▶ Text section:
────

# Dwarf-women!



## Úlairi (Mar 27, 2002)

Here is something interesting. JRRT wrote in Appendix A of the Lord of the Rings that a third of the dwarf population were women and less than that third of them were married which is why the dwarf population increased extremely slowly. I wonder what they looked like?


----------



## Cian (Mar 27, 2002)

They looked so like Dwarf-men that other peoples could not tell them apart.


----------



## Forgotten Path (Mar 27, 2002)

So, people of other races wouldn't be able to tell if they were gay or not? The poor dwarvf women.


----------



## Anarchist (Mar 27, 2002)

As far as I remember, dwarf women were almost like dwarf men. I don't think they had beards though. Tolkien writes that when they wanted to travel (which was rare) people couldn't tell them apart. So I guess they wore false beards or something. Maybe they had beards but that's something I don't wish to be true!

────

▶ Task 1: List the usernames of everyone who posted in the dwarf-women thread.
▶ Task 2:
Answer these questions from the dwarf-women thread:
(a) What share of the dwarf population were women, according to the first post?
(b) Which appendix of the Lord of the Rings does that post cite?
(c) How often did dwarf women want to travel, according to the last post?

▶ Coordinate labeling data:
────

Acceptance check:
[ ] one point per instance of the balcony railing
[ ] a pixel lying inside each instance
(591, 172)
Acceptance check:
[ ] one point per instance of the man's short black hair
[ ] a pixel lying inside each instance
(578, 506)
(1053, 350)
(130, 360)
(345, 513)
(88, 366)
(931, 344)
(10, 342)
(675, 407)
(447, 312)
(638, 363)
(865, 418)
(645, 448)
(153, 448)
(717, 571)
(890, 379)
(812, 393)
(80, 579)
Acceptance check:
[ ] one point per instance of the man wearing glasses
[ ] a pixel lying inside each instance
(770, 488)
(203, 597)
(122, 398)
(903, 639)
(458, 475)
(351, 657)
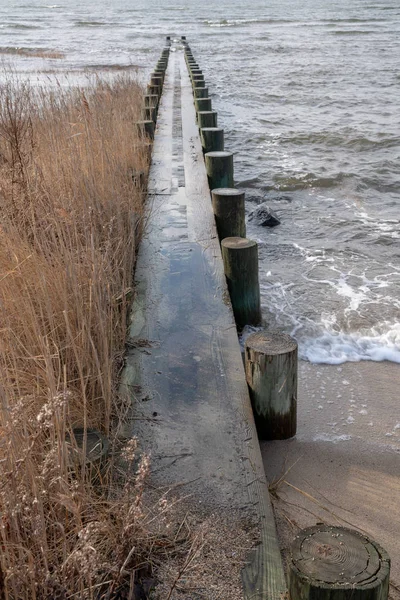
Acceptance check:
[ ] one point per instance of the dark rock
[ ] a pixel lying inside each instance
(263, 215)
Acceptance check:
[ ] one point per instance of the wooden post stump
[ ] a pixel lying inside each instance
(151, 100)
(219, 167)
(228, 206)
(156, 80)
(154, 90)
(335, 563)
(207, 118)
(212, 139)
(240, 258)
(146, 128)
(271, 374)
(96, 447)
(199, 92)
(149, 113)
(203, 104)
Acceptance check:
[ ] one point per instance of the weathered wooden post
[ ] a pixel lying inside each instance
(203, 104)
(212, 138)
(240, 257)
(151, 100)
(156, 80)
(149, 113)
(229, 211)
(271, 373)
(159, 73)
(219, 167)
(146, 128)
(200, 92)
(96, 447)
(336, 563)
(207, 118)
(154, 89)
(198, 83)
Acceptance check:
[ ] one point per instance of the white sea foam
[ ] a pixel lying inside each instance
(336, 348)
(330, 437)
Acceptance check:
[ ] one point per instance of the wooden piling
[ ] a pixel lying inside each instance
(240, 257)
(200, 92)
(271, 373)
(229, 211)
(207, 118)
(149, 113)
(203, 104)
(198, 81)
(156, 80)
(336, 563)
(151, 100)
(146, 128)
(154, 89)
(212, 139)
(219, 167)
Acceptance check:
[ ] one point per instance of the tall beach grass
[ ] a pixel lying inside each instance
(70, 221)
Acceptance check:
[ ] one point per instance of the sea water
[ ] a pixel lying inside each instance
(307, 92)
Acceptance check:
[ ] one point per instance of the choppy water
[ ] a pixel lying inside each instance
(307, 91)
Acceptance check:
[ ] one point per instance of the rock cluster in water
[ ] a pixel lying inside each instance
(264, 216)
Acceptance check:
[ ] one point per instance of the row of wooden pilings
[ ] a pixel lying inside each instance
(270, 358)
(152, 97)
(331, 563)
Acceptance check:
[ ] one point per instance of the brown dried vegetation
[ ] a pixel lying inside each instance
(70, 219)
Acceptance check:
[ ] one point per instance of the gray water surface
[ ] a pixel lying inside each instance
(307, 92)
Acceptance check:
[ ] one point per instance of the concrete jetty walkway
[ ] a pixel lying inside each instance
(184, 367)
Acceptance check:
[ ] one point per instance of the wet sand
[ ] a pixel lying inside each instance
(343, 467)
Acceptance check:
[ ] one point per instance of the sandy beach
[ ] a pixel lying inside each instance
(343, 467)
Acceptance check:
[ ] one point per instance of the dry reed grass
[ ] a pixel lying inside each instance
(70, 220)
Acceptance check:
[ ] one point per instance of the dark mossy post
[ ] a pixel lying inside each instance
(212, 139)
(200, 92)
(154, 90)
(155, 80)
(240, 257)
(159, 73)
(219, 167)
(149, 114)
(271, 374)
(151, 100)
(336, 563)
(228, 207)
(96, 447)
(146, 128)
(207, 118)
(203, 104)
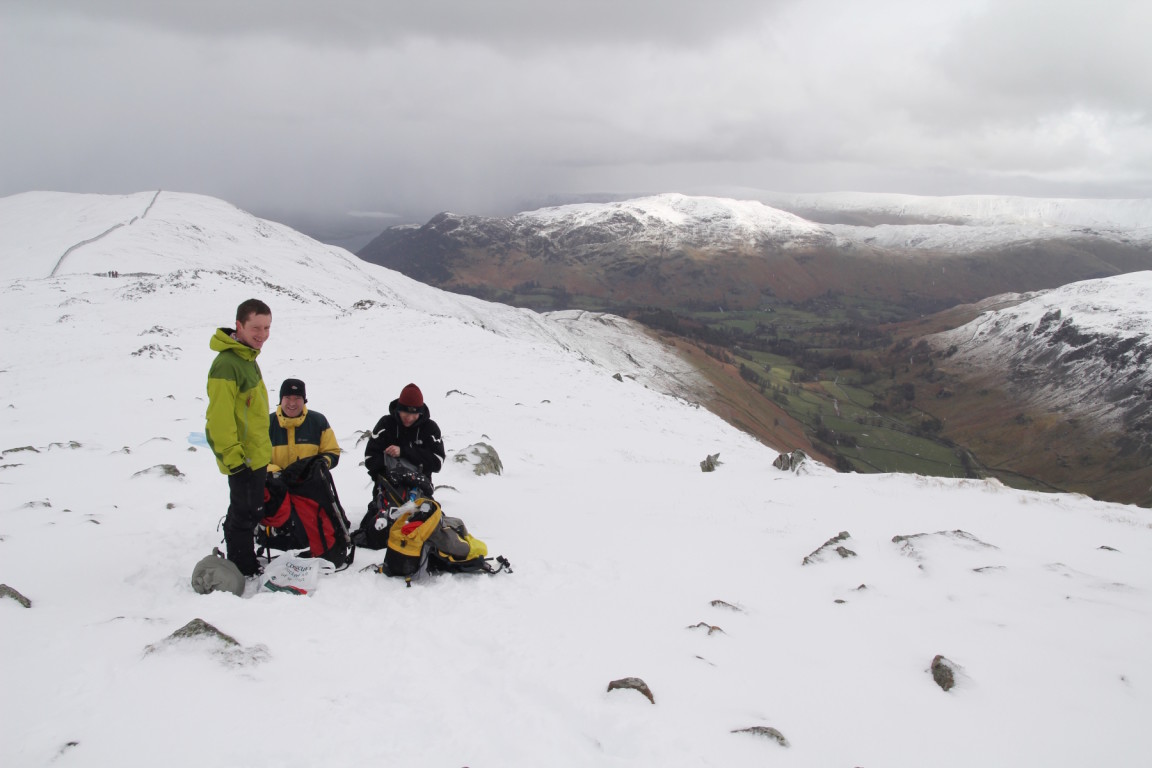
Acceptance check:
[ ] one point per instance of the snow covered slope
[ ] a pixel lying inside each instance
(629, 561)
(682, 252)
(1083, 348)
(671, 220)
(967, 222)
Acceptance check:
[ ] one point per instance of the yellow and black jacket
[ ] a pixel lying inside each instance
(236, 421)
(304, 435)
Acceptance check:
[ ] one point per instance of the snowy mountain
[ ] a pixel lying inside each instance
(677, 251)
(967, 222)
(825, 609)
(1082, 349)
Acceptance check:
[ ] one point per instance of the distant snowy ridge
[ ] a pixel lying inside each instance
(900, 223)
(675, 219)
(967, 222)
(1084, 348)
(187, 238)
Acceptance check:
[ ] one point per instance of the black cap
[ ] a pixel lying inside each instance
(293, 387)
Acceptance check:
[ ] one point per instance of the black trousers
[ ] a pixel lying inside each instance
(245, 508)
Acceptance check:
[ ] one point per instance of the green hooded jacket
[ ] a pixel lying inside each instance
(237, 416)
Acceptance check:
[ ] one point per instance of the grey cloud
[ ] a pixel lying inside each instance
(371, 22)
(821, 94)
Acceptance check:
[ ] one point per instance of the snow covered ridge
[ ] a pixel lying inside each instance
(168, 242)
(968, 222)
(673, 219)
(954, 613)
(896, 222)
(1085, 347)
(977, 210)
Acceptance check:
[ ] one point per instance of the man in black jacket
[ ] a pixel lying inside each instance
(407, 432)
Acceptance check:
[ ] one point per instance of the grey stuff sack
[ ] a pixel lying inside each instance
(217, 572)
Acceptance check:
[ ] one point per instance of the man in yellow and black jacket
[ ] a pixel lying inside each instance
(298, 433)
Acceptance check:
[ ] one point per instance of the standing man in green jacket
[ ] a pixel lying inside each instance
(237, 426)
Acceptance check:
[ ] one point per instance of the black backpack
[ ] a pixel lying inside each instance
(302, 511)
(400, 481)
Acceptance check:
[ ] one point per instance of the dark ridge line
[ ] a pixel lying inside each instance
(104, 234)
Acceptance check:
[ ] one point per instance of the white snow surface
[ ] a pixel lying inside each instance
(619, 542)
(673, 219)
(965, 223)
(1066, 342)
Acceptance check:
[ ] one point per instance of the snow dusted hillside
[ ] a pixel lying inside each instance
(1083, 348)
(751, 601)
(671, 220)
(965, 223)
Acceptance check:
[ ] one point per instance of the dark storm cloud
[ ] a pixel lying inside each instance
(408, 108)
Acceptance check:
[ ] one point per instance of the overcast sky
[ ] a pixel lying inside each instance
(404, 108)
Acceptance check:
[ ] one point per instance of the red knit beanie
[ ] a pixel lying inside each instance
(411, 396)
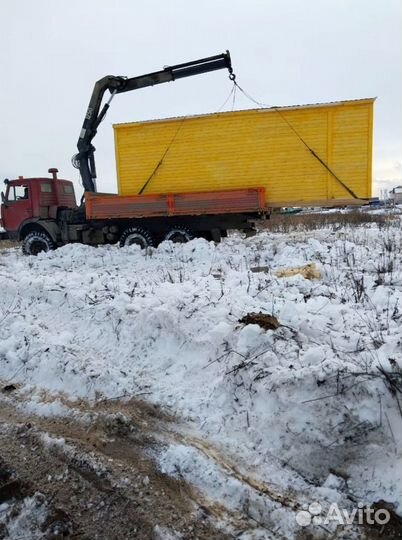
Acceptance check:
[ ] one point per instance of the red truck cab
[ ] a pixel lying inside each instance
(27, 201)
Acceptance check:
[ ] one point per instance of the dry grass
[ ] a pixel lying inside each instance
(293, 222)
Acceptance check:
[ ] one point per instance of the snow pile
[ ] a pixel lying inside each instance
(310, 408)
(24, 519)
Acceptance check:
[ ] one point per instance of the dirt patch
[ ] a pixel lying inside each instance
(308, 271)
(264, 320)
(96, 479)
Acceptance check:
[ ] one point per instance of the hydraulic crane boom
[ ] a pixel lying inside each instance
(84, 160)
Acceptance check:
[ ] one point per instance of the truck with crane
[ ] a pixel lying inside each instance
(221, 177)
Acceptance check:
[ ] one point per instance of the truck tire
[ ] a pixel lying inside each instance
(179, 234)
(35, 242)
(136, 235)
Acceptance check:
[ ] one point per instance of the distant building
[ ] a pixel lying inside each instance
(396, 195)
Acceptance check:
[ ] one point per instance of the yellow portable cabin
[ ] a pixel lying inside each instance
(307, 154)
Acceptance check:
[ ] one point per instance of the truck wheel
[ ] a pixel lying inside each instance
(136, 235)
(179, 234)
(35, 242)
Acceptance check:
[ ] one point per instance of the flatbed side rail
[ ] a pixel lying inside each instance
(103, 206)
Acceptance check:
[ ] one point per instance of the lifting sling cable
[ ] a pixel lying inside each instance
(232, 77)
(161, 159)
(350, 191)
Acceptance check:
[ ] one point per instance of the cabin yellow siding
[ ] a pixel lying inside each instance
(252, 148)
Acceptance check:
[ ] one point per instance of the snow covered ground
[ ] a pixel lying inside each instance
(269, 421)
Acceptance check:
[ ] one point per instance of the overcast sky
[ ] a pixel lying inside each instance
(284, 52)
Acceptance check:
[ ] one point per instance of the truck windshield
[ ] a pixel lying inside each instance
(17, 193)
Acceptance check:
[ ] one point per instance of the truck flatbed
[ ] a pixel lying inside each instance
(236, 201)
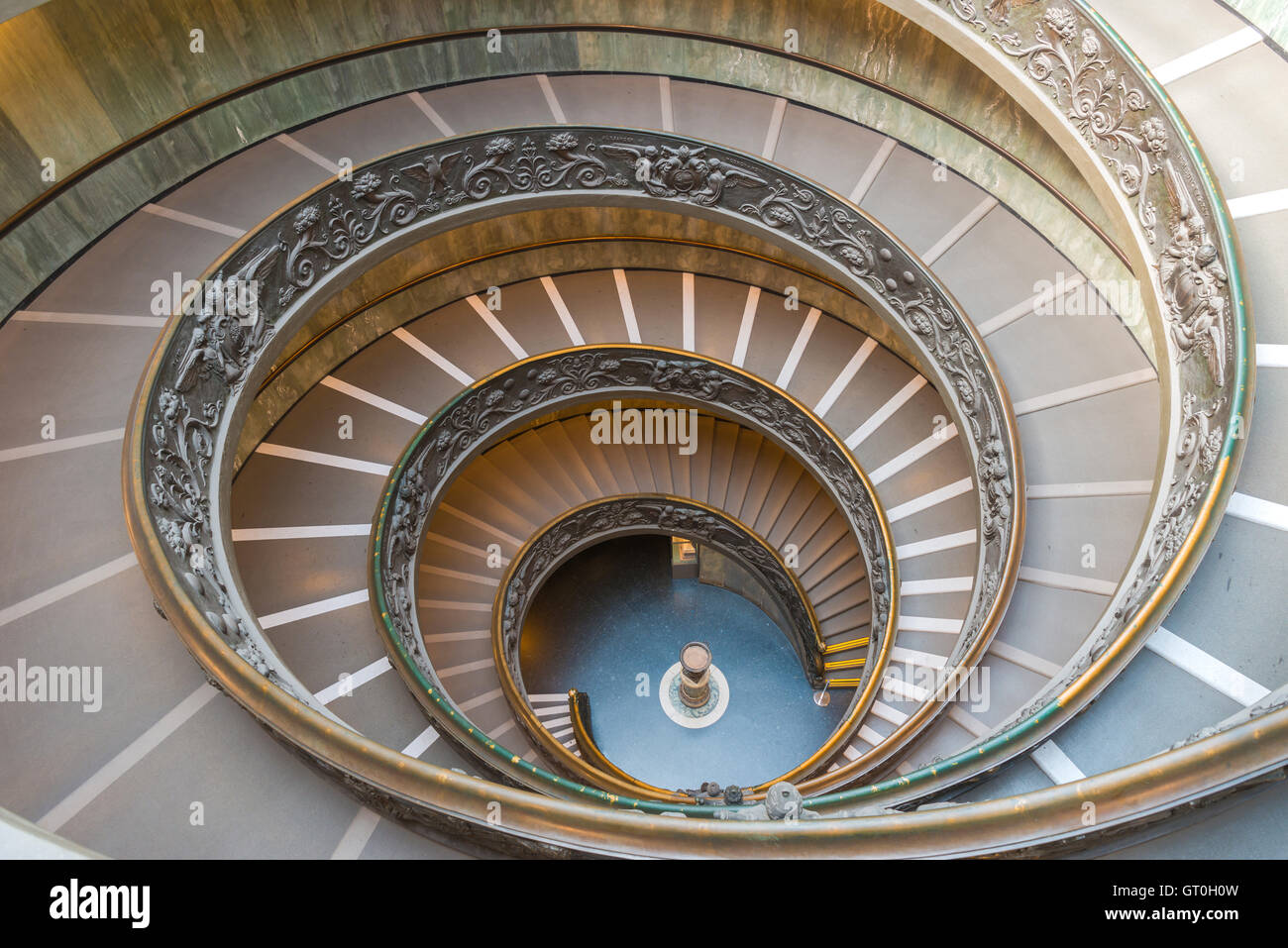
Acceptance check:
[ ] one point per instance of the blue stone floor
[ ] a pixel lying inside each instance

────

▶ Written response 1:
Úlairi
Cian
Forgotten Path
Anarchist

▶ Written response 2:
(a) A third.
(b) Appendix A.
(c) Rarely.